Labeled outline entries
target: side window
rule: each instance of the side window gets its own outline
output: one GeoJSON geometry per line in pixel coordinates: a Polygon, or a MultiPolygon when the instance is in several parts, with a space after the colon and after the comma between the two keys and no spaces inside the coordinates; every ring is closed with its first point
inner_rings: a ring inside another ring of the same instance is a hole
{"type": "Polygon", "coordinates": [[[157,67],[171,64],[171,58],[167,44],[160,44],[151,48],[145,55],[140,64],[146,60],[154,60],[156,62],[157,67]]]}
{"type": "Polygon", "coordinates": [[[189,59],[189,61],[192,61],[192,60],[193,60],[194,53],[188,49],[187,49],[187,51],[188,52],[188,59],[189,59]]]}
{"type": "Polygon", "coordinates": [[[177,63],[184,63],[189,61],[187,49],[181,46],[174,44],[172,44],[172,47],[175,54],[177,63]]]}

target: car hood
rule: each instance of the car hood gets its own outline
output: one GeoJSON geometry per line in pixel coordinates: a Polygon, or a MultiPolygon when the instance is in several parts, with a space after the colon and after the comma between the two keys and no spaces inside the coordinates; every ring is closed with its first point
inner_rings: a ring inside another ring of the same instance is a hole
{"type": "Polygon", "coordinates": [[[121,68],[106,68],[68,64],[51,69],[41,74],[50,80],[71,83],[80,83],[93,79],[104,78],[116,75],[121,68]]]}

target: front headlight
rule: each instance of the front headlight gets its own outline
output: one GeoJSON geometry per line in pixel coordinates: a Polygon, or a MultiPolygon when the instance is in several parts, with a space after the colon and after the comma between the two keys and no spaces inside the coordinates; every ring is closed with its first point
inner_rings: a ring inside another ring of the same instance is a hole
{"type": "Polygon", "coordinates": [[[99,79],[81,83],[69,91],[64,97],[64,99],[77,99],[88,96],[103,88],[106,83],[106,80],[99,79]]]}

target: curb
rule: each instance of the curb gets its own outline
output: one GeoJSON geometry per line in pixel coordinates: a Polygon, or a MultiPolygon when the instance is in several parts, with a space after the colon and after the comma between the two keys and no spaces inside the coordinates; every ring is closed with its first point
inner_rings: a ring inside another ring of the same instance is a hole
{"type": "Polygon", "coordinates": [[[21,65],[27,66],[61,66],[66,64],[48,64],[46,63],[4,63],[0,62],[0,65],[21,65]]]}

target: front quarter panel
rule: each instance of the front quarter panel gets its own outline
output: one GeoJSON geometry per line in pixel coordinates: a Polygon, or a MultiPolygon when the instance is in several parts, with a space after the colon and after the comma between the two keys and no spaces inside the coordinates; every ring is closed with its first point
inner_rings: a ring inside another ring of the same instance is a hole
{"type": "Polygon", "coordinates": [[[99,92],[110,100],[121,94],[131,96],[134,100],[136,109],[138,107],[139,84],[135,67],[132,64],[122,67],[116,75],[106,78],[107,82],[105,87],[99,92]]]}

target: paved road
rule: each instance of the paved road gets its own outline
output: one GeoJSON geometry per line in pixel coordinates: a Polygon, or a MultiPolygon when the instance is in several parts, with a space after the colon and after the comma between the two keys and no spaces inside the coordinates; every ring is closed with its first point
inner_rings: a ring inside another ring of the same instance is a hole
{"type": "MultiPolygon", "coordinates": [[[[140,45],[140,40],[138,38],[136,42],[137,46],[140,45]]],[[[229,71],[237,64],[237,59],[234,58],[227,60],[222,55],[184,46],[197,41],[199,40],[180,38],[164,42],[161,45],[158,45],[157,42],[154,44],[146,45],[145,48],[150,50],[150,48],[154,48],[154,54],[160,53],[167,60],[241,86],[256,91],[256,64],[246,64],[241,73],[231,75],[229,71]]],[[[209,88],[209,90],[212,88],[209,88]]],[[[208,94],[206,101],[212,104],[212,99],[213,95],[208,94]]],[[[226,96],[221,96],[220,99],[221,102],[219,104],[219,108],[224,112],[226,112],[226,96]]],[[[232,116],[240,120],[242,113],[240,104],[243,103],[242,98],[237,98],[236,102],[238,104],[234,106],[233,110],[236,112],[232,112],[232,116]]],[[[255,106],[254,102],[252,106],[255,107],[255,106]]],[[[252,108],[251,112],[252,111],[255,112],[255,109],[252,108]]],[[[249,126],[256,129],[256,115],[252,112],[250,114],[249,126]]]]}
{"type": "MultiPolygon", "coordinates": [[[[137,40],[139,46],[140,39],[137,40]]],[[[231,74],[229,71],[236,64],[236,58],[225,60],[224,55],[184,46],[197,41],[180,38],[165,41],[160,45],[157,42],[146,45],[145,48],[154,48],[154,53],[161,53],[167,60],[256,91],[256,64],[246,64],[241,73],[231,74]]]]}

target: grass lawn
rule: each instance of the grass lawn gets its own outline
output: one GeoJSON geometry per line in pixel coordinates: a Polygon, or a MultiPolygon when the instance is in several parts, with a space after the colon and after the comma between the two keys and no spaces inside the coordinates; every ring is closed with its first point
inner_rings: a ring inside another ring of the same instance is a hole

- To do
Could you express the material above as a Markdown table with the columns Row and Line, numbering each line in Row and placing its full text in Line, with blank lines omitted?

- Expected answer
| Row | Line |
|---|---|
| 1 | target: side window |
| 2 | rule: each instance of the side window gets its own outline |
| 3 | output: one GeoJSON geometry per line in pixel coordinates: a Polygon, or a MultiPolygon when the instance is in several parts, with a space after the colon and after the comma between the two keys and no spaces inside the coordinates; every ring is closed with its first point |
| 4 | inner_rings: a ring inside another ring of the same instance is a hole |
| 5 | {"type": "Polygon", "coordinates": [[[157,67],[171,64],[171,58],[167,44],[160,44],[151,48],[145,55],[140,64],[146,60],[154,60],[156,62],[157,67]]]} |
| 6 | {"type": "Polygon", "coordinates": [[[189,59],[189,61],[192,61],[192,60],[193,60],[194,53],[188,49],[187,49],[187,51],[188,52],[188,59],[189,59]]]} |
| 7 | {"type": "Polygon", "coordinates": [[[177,63],[184,63],[189,61],[187,49],[181,46],[174,44],[172,44],[172,47],[175,54],[177,63]]]} |
| 8 | target: car hood |
| 9 | rule: each instance of the car hood gets its own outline |
| 10 | output: one GeoJSON geometry per line in pixel coordinates: a Polygon, or a MultiPolygon when the instance is in several parts, with a space after the colon and after the comma between the two keys and no spaces inside the coordinates; every ring is closed with its first point |
| 11 | inner_rings: a ring inside another ring of the same instance is a hole |
| 12 | {"type": "Polygon", "coordinates": [[[121,68],[106,68],[68,64],[51,69],[41,74],[50,80],[71,83],[80,83],[93,79],[104,78],[116,75],[121,68]]]} |
| 13 | target: front headlight |
| 14 | rule: each instance of the front headlight gets its own outline |
| 15 | output: one GeoJSON geometry per line in pixel coordinates: a Polygon, or a MultiPolygon when the instance is in several parts, with a space after the colon and after the comma between the two keys and no spaces inside the coordinates; every ring is closed with its first point |
| 16 | inner_rings: a ring inside another ring of the same instance is a hole |
| 17 | {"type": "Polygon", "coordinates": [[[99,79],[81,83],[69,91],[64,97],[64,99],[77,99],[88,96],[103,88],[106,83],[106,80],[99,79]]]} |
| 18 | target: curb |
| 19 | rule: each instance of the curb gets its own outline |
| 20 | output: one GeoJSON geometry per line in pixel coordinates: a Polygon, or a MultiPolygon when the instance is in several parts, with a space after the colon and after the comma between the two keys and no spaces inside the coordinates; every ring is closed with its first point |
| 21 | inner_rings: a ring inside another ring of the same instance is a hole |
| 22 | {"type": "Polygon", "coordinates": [[[21,65],[27,66],[61,66],[66,64],[48,64],[46,63],[4,63],[0,62],[0,65],[21,65]]]} |
| 23 | target: front quarter panel |
| 24 | rule: each instance of the front quarter panel gets its own outline |
| 25 | output: one GeoJSON geometry per line in pixel coordinates: a Polygon, or a MultiPolygon when the instance is in several parts, with a space after the colon and after the comma between the two keys and no spaces inside the coordinates; every ring is closed with its first point |
| 26 | inner_rings: a ring inside another ring of the same instance is a hole |
| 27 | {"type": "Polygon", "coordinates": [[[99,92],[110,100],[121,94],[131,96],[134,100],[136,109],[138,107],[139,84],[135,67],[132,64],[122,67],[116,75],[106,78],[107,82],[105,87],[99,92]]]} |
| 28 | target: paved road |
| 29 | rule: each instance of the paved road gets its own outline |
| 30 | output: one GeoJSON geometry per line in pixel coordinates: a Polygon, or a MultiPolygon when the instance is in several parts, with a space after the colon and after the comma between the two keys and no spaces inside the coordinates; every ring is closed with its first point |
| 31 | inner_rings: a ring inside another ring of the same instance is a hole |
| 32 | {"type": "MultiPolygon", "coordinates": [[[[140,45],[140,40],[138,38],[136,42],[137,46],[140,45]]],[[[229,71],[237,64],[237,59],[234,58],[227,60],[222,55],[184,46],[197,41],[199,40],[180,38],[164,42],[161,45],[158,45],[157,42],[154,44],[146,45],[145,48],[150,50],[150,48],[154,48],[154,54],[160,53],[167,60],[241,86],[256,91],[256,64],[246,64],[241,73],[231,75],[229,71]]],[[[209,88],[209,90],[212,88],[209,88]]],[[[208,94],[206,101],[212,104],[212,99],[213,95],[208,94]]],[[[226,96],[221,96],[220,99],[221,102],[219,104],[219,108],[224,112],[226,112],[226,96]]],[[[232,116],[240,120],[242,113],[240,104],[243,103],[242,98],[237,98],[236,102],[238,104],[234,106],[233,110],[236,112],[232,112],[232,116]]],[[[255,106],[254,102],[252,106],[255,107],[255,106]]],[[[252,108],[251,112],[252,111],[255,112],[255,109],[252,108]]],[[[249,126],[256,129],[256,115],[252,112],[250,114],[249,126]]]]} |
| 33 | {"type": "MultiPolygon", "coordinates": [[[[137,40],[139,46],[140,39],[137,40]]],[[[231,74],[229,71],[236,64],[236,58],[225,60],[224,55],[184,46],[197,41],[180,38],[165,41],[160,45],[157,42],[146,45],[145,48],[154,48],[154,53],[161,53],[167,60],[256,91],[256,64],[246,64],[241,73],[231,74]]]]} |
| 34 | target: grass lawn |
| 35 | rule: each instance of the grass lawn gets its own outline |
| 36 | output: one GeoJSON geometry per line in pixel coordinates: a Polygon, or a MultiPolygon when the instance is in several parts, with a space after the colon and after the comma between the two keys and no spaces inside the coordinates; every ring is closed with its first point |
| 37 | inner_rings: a ring inside another ring of the same instance is a hole |